(EXERCISE): Copy every one of the entries below, line for line, without changing anything.

Collected data entries

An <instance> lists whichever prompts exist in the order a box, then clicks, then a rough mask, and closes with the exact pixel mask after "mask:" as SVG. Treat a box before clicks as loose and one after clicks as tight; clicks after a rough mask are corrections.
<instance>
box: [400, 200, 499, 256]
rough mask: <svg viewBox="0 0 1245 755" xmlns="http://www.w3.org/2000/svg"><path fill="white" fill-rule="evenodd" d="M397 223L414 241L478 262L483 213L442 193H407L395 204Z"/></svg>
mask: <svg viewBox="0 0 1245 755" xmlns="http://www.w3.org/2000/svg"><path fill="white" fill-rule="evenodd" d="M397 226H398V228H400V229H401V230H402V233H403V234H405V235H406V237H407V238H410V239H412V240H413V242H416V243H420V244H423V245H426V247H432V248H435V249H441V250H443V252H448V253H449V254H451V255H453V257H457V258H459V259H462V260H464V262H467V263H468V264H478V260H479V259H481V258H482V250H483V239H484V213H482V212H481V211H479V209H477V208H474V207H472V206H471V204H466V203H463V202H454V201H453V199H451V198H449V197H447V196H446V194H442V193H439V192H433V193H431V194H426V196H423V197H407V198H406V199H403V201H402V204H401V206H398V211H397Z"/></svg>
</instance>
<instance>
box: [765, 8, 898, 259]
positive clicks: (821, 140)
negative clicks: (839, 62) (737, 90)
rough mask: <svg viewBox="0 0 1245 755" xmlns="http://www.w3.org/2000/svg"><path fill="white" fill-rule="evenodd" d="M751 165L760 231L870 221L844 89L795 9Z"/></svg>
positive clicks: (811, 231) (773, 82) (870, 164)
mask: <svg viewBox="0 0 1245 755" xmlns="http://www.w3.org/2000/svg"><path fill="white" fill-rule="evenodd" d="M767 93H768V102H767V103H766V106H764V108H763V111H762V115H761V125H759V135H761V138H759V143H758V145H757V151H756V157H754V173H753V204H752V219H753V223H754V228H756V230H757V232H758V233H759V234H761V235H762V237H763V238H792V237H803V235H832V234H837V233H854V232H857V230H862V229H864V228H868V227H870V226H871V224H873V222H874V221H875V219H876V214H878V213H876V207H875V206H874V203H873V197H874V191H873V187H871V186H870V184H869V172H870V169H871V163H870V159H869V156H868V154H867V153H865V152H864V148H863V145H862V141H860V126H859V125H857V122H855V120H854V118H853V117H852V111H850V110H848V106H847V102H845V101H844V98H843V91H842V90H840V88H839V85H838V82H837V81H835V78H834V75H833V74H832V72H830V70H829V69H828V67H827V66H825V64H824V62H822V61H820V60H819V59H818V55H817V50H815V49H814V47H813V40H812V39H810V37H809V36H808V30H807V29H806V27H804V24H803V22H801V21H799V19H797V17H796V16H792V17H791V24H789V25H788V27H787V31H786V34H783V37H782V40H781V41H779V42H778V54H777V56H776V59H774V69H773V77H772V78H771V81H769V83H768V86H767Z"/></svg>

(YOUR RESPONSE):
An <instance> lists whichever prompts exist in the order a box, then clicks, then a rough mask, and closes with the exact pixel mask after "mask:" as SVG. Treat a box before clicks as loose and one after clicks as tight; clicks after a rough mask are corrections.
<instance>
box: [400, 200, 499, 256]
rough mask: <svg viewBox="0 0 1245 755" xmlns="http://www.w3.org/2000/svg"><path fill="white" fill-rule="evenodd" d="M397 223L414 241L478 262L483 213L442 193H407L395 204Z"/></svg>
mask: <svg viewBox="0 0 1245 755" xmlns="http://www.w3.org/2000/svg"><path fill="white" fill-rule="evenodd" d="M397 226H398V228H400V229H401V230H402V233H403V234H405V235H406V237H407V238H410V239H412V240H413V242H416V243H420V244H423V245H426V247H432V248H435V249H441V250H443V252H448V253H449V254H451V255H453V257H457V258H459V259H462V260H464V262H467V263H468V264H478V260H479V259H481V258H482V250H483V239H484V213H482V212H481V211H479V209H477V208H474V207H472V206H471V204H466V203H463V202H454V201H453V199H451V198H449V197H447V196H446V194H442V193H439V192H433V193H431V194H426V196H423V197H407V198H406V199H403V201H402V204H401V206H398V211H397Z"/></svg>
</instance>
<instance>
box: [765, 8, 898, 259]
positive clicks: (821, 140)
negative clicks: (839, 62) (737, 90)
rough mask: <svg viewBox="0 0 1245 755" xmlns="http://www.w3.org/2000/svg"><path fill="white" fill-rule="evenodd" d="M751 165L760 231L870 221L844 89L795 9Z"/></svg>
positive clicks: (811, 231) (773, 82) (870, 164)
mask: <svg viewBox="0 0 1245 755" xmlns="http://www.w3.org/2000/svg"><path fill="white" fill-rule="evenodd" d="M767 93H768V102H767V103H766V106H764V108H763V111H762V115H761V125H759V135H761V138H759V143H758V145H757V151H756V157H754V173H753V204H752V219H753V223H754V228H756V230H757V232H758V233H759V234H761V235H762V237H763V238H792V237H803V235H832V234H837V233H854V232H857V230H862V229H864V228H868V227H870V226H871V224H873V222H874V221H875V219H876V214H878V213H876V207H875V206H874V203H873V197H874V191H873V187H871V186H870V184H869V172H870V169H871V163H870V159H869V156H868V154H867V153H865V152H864V148H863V145H862V141H860V126H859V125H857V122H855V120H854V118H853V117H852V111H850V110H848V106H847V102H845V101H844V98H843V91H842V90H840V88H839V85H838V82H837V81H835V78H834V75H833V74H832V72H830V70H829V69H828V67H827V66H825V64H824V62H822V61H820V60H819V59H818V55H817V50H815V49H814V47H813V40H812V39H810V37H809V36H808V30H807V29H806V27H804V24H803V22H801V21H799V19H797V17H796V16H792V17H791V24H789V25H788V27H787V31H786V34H783V37H782V40H781V41H779V42H778V54H777V56H776V59H774V69H773V77H772V78H771V81H769V83H768V86H767Z"/></svg>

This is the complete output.